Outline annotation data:

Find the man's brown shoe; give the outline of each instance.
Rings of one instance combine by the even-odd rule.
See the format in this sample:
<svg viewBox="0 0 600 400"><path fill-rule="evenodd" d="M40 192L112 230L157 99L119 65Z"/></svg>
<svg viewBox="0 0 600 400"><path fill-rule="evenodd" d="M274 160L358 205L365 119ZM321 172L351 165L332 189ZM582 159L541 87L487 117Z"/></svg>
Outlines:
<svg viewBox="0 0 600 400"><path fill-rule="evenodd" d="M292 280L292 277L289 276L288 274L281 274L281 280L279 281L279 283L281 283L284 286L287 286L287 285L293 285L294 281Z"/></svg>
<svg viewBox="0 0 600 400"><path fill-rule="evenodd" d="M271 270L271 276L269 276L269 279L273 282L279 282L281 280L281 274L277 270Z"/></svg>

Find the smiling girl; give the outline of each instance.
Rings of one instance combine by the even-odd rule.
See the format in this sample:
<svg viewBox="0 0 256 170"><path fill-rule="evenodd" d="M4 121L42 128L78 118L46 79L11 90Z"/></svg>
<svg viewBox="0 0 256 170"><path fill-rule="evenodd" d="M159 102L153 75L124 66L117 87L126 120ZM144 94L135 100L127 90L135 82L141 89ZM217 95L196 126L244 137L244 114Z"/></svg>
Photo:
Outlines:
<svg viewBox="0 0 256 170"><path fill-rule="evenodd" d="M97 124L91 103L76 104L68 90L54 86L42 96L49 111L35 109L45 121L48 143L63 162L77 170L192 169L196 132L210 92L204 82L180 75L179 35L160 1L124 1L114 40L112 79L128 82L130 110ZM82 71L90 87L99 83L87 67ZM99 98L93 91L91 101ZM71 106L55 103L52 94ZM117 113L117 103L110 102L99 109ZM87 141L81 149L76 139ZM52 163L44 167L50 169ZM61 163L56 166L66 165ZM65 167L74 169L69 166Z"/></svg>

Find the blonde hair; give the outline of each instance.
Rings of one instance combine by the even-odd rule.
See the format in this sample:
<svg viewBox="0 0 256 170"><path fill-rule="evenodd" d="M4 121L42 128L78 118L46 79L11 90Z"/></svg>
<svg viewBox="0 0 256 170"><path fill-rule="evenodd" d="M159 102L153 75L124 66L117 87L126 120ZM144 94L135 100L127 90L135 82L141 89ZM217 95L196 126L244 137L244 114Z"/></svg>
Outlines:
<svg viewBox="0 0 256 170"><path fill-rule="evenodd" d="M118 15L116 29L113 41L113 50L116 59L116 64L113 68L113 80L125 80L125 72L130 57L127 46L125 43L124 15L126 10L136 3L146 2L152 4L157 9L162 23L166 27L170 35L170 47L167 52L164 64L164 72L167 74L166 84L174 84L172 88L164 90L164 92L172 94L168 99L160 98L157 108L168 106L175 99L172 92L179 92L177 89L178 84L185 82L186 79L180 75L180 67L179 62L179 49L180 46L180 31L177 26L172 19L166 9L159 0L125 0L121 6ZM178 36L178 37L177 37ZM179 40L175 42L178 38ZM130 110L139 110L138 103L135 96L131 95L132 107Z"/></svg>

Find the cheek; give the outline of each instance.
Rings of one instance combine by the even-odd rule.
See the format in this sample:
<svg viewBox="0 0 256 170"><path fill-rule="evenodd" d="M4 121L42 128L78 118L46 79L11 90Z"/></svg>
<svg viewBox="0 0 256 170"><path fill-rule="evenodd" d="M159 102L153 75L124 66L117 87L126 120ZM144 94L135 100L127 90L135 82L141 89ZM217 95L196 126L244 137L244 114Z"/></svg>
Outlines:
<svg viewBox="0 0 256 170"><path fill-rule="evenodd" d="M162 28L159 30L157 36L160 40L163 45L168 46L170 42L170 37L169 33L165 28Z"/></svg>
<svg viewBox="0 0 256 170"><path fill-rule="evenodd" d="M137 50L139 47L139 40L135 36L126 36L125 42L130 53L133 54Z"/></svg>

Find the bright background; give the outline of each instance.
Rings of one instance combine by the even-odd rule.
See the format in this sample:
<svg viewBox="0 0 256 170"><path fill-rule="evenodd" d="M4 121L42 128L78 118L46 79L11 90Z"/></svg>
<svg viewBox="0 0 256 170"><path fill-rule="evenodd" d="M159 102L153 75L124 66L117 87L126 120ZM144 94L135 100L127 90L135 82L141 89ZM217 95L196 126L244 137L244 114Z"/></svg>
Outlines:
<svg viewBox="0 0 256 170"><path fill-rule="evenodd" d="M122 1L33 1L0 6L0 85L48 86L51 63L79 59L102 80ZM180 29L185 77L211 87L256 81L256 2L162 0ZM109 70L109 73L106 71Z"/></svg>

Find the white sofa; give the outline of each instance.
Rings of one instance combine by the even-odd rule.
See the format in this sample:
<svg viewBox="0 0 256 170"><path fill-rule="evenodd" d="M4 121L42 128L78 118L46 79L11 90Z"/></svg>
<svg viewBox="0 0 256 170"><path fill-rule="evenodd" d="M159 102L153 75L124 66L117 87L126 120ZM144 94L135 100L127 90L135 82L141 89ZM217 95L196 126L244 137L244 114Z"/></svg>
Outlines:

WRITTEN REQUEST: Rewrite the data from the line containing "Find the blonde" through the line containing "50L139 47L139 40L135", changing "cheek" to "forehead" and leaving everything else the same.

RESULT:
Find the blonde hair; give the outline of each instance.
Rings of one instance combine by the even-odd rule.
See the format in this sample:
<svg viewBox="0 0 256 170"><path fill-rule="evenodd" d="M4 121L42 128L78 118L46 79L11 90Z"/></svg>
<svg viewBox="0 0 256 170"><path fill-rule="evenodd" d="M159 102L153 75L124 66L117 87L126 120ZM144 94L135 100L127 90L135 82L141 89ZM217 95L196 126L244 137L244 114Z"/></svg>
Outlines:
<svg viewBox="0 0 256 170"><path fill-rule="evenodd" d="M118 15L116 29L113 41L113 50L116 59L116 64L113 68L113 80L125 80L125 72L130 57L127 46L125 43L124 15L126 10L136 3L146 2L152 4L157 9L162 23L166 27L170 35L170 47L167 52L164 64L164 72L167 74L166 84L174 84L172 88L164 90L164 92L172 94L168 99L160 98L157 108L168 106L175 99L172 92L179 92L177 89L178 84L185 82L186 79L180 75L180 67L179 62L179 49L180 46L180 31L177 26L172 19L166 9L159 0L125 0L121 6ZM178 36L178 37L177 37ZM179 40L175 42L178 38ZM130 110L139 110L138 103L135 96L131 95L132 107Z"/></svg>

Find the forehead; give the outline of each instance.
Rings of one instance combine by the even-odd rule.
See the format in this sample:
<svg viewBox="0 0 256 170"><path fill-rule="evenodd" d="M4 121L42 128L78 118L46 79L11 90Z"/></svg>
<svg viewBox="0 0 256 170"><path fill-rule="evenodd" d="M159 102L153 75L124 66L117 87L126 120ZM144 94L135 100L127 90L135 82L141 89ZM217 95L196 126L244 137L244 114Z"/></svg>
Outlines:
<svg viewBox="0 0 256 170"><path fill-rule="evenodd" d="M162 28L159 30L157 36L160 40L163 45L168 46L170 42L170 37L169 33L165 28Z"/></svg>
<svg viewBox="0 0 256 170"><path fill-rule="evenodd" d="M137 50L139 47L139 40L135 36L126 36L125 42L130 53L133 54Z"/></svg>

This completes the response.